Task directions: Extract the entries from the line that contains "Put a point on the haze" to the line that contains "(1042, 475)", both lines included, and reproduce them verbatim.

Data extract:
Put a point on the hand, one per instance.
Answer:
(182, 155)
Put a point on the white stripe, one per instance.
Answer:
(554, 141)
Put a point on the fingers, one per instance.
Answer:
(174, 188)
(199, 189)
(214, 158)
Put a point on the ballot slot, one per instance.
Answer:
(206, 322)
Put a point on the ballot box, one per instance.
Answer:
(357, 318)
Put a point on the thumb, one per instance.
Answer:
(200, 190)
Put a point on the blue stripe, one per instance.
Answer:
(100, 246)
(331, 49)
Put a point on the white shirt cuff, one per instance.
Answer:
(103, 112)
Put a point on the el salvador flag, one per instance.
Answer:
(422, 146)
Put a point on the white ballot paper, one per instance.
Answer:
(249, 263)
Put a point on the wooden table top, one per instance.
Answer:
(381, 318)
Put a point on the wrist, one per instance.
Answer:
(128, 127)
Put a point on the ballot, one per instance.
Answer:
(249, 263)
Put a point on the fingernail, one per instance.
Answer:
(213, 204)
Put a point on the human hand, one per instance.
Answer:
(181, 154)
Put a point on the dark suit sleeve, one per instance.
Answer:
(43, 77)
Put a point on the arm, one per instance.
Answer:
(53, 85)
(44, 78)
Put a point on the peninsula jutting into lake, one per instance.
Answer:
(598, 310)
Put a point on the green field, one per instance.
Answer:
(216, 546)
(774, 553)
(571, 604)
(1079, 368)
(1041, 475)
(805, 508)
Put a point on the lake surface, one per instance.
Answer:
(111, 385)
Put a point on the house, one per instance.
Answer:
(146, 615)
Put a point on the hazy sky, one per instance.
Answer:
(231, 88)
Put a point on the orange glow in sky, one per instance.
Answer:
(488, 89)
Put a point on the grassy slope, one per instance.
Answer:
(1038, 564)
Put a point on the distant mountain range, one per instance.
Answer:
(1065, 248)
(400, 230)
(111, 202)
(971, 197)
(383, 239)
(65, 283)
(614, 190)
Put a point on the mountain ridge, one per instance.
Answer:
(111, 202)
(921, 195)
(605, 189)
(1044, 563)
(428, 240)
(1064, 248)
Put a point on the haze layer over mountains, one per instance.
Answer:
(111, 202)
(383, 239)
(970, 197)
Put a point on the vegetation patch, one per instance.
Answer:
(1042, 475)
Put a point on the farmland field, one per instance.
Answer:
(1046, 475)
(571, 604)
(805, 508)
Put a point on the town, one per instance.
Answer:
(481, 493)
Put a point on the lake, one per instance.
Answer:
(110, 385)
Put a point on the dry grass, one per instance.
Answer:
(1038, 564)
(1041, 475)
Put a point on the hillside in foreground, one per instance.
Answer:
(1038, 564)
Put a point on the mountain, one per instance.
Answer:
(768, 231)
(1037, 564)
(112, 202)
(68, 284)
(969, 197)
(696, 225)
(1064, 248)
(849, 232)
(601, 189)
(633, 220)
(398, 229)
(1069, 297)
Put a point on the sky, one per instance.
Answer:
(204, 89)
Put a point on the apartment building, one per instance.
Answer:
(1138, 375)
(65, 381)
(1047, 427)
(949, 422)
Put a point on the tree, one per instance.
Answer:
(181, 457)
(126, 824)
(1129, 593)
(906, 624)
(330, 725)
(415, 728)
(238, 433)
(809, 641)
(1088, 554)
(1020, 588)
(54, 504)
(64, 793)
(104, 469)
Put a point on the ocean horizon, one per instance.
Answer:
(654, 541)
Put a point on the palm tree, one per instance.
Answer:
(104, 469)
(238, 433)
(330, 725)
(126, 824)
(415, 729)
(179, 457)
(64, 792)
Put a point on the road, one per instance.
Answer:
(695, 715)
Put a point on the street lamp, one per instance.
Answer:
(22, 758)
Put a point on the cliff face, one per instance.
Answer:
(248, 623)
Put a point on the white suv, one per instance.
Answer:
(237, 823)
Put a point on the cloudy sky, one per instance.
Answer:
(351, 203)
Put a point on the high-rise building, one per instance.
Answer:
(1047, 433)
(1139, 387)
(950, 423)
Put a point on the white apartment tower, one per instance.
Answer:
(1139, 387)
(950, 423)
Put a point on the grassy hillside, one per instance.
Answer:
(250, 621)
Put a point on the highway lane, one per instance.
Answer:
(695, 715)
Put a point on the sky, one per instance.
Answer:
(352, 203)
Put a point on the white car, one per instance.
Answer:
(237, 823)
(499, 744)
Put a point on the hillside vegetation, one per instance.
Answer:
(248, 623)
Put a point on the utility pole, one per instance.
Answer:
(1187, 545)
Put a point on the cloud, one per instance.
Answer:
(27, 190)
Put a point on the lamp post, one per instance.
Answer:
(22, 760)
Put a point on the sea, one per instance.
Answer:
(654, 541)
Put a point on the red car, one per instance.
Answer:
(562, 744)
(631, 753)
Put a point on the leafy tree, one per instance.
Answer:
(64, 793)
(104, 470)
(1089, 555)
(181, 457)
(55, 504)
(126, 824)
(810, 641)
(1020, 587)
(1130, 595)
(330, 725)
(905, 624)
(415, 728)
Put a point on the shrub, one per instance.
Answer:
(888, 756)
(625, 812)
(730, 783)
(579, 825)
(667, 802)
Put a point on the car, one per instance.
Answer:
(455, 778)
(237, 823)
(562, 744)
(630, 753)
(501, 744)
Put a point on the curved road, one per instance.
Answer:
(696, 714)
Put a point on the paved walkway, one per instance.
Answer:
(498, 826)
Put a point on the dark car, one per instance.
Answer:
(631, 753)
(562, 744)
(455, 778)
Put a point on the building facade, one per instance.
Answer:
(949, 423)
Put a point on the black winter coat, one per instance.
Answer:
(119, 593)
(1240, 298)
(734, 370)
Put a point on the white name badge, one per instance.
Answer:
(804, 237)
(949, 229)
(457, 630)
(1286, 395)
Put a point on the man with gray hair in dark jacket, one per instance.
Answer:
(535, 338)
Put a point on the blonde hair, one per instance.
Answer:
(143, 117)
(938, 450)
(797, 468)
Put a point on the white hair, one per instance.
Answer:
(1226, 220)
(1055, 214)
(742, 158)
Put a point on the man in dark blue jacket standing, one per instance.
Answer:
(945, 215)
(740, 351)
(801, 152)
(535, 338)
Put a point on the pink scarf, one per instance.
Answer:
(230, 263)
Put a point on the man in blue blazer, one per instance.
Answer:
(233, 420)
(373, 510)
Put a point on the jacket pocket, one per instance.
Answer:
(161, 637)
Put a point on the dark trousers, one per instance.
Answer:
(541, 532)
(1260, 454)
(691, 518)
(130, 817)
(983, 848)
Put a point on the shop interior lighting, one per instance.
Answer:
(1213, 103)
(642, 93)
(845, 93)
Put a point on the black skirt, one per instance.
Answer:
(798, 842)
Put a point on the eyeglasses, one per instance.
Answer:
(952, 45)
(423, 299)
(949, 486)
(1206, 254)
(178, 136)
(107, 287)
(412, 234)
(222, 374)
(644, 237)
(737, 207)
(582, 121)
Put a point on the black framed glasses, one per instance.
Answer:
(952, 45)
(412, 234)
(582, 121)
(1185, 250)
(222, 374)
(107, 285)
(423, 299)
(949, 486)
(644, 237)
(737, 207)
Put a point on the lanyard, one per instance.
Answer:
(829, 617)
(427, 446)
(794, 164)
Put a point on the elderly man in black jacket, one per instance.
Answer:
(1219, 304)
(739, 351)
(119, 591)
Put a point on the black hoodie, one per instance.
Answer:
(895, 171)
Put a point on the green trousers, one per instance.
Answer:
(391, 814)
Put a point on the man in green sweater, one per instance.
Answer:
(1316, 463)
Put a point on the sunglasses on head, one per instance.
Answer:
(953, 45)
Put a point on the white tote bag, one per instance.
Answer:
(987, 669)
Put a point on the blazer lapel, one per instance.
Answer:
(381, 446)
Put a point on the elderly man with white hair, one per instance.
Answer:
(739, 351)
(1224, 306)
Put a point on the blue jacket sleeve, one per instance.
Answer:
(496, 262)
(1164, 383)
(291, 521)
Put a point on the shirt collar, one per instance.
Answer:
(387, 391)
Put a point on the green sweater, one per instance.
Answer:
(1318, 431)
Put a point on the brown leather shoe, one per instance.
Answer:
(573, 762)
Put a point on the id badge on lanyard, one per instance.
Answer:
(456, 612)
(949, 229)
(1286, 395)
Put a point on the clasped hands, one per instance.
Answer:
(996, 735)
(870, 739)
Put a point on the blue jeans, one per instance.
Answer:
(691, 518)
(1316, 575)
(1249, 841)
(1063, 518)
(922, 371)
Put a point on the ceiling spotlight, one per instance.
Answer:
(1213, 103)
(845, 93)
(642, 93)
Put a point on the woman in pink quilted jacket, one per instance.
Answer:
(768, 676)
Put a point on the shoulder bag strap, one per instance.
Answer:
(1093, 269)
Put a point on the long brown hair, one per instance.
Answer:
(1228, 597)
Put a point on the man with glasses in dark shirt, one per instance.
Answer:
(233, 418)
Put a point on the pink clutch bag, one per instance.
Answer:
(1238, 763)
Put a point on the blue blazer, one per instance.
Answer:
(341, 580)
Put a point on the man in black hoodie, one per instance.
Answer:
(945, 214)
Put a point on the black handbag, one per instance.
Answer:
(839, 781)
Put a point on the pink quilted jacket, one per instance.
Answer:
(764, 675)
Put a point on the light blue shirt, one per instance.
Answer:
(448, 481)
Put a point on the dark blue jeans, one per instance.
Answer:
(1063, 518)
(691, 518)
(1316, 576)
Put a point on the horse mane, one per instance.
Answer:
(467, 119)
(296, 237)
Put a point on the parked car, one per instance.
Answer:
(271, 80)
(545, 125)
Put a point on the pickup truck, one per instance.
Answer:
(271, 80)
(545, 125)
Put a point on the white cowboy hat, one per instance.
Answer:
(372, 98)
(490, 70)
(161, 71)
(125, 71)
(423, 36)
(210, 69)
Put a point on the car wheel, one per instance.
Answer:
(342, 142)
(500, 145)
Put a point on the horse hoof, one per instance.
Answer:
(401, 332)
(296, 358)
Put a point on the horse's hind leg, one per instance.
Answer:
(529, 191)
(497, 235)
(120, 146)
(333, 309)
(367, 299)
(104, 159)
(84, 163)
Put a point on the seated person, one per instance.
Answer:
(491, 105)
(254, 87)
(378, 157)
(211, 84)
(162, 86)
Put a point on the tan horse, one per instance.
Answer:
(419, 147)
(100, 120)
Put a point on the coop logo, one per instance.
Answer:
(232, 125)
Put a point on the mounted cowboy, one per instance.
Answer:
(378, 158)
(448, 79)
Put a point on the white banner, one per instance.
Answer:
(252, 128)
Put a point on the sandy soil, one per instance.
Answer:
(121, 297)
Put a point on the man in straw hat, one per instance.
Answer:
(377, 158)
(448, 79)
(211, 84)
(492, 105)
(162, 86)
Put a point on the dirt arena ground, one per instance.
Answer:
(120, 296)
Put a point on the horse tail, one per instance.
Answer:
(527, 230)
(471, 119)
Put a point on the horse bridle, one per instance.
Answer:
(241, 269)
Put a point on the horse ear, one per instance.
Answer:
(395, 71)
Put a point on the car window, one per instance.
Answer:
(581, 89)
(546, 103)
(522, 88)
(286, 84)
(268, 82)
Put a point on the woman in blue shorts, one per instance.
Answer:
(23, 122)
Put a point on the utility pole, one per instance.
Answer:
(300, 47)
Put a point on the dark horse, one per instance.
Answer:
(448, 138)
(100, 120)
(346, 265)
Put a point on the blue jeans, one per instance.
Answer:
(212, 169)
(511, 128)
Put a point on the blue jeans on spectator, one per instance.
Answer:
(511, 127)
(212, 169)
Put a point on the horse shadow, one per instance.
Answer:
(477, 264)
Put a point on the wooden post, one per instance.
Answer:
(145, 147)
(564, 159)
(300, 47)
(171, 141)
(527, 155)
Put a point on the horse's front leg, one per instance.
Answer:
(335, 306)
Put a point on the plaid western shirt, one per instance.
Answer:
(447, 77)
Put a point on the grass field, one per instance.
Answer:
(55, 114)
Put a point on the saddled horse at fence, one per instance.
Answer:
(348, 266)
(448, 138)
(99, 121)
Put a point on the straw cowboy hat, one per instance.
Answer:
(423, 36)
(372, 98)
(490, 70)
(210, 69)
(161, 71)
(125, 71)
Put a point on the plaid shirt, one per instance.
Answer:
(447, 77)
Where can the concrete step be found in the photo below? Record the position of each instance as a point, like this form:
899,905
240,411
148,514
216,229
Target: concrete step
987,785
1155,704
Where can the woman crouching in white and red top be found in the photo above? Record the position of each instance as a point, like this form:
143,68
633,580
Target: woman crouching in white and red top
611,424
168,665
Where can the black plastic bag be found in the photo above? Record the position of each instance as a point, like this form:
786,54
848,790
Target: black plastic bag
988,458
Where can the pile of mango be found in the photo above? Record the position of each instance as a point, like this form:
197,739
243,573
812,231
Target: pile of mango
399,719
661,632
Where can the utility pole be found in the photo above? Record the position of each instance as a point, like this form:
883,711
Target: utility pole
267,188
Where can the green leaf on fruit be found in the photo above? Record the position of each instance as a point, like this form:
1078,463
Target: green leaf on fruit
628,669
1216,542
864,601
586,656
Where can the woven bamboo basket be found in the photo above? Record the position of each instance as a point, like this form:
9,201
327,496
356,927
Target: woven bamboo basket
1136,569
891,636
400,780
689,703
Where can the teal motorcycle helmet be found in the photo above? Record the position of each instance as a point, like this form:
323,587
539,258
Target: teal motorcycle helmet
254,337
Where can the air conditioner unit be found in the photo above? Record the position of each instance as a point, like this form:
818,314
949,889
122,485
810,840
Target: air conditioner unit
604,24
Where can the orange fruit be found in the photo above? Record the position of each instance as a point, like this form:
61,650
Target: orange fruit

Answer in full:
Put a point on the haze layer over mountains, one per instance.
Answer:
(111, 202)
(383, 239)
(970, 197)
Put a point on the vegetation patch, one per instance.
Answer:
(1042, 475)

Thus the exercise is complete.